_Exercise details_
Leave every image behind and restate the data word for word.

_Recorded information_
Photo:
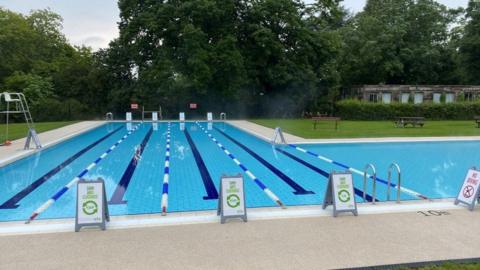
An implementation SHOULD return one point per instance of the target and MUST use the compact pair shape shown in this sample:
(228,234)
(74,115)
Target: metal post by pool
(394,165)
(374,177)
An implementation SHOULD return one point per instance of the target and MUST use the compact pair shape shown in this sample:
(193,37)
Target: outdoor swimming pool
(134,170)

_Solved exercise_
Photo:
An implementation SHOULD return one point per instance of the target and MUST use the compact pair shape shown in this sample:
(228,234)
(74,115)
Target: metal post by pool
(394,165)
(374,177)
An implementation SHOULD return one point per instance of the target and MUST use the compact pair shape shown in this sample:
(193,37)
Target: outdoor swimming pool
(134,170)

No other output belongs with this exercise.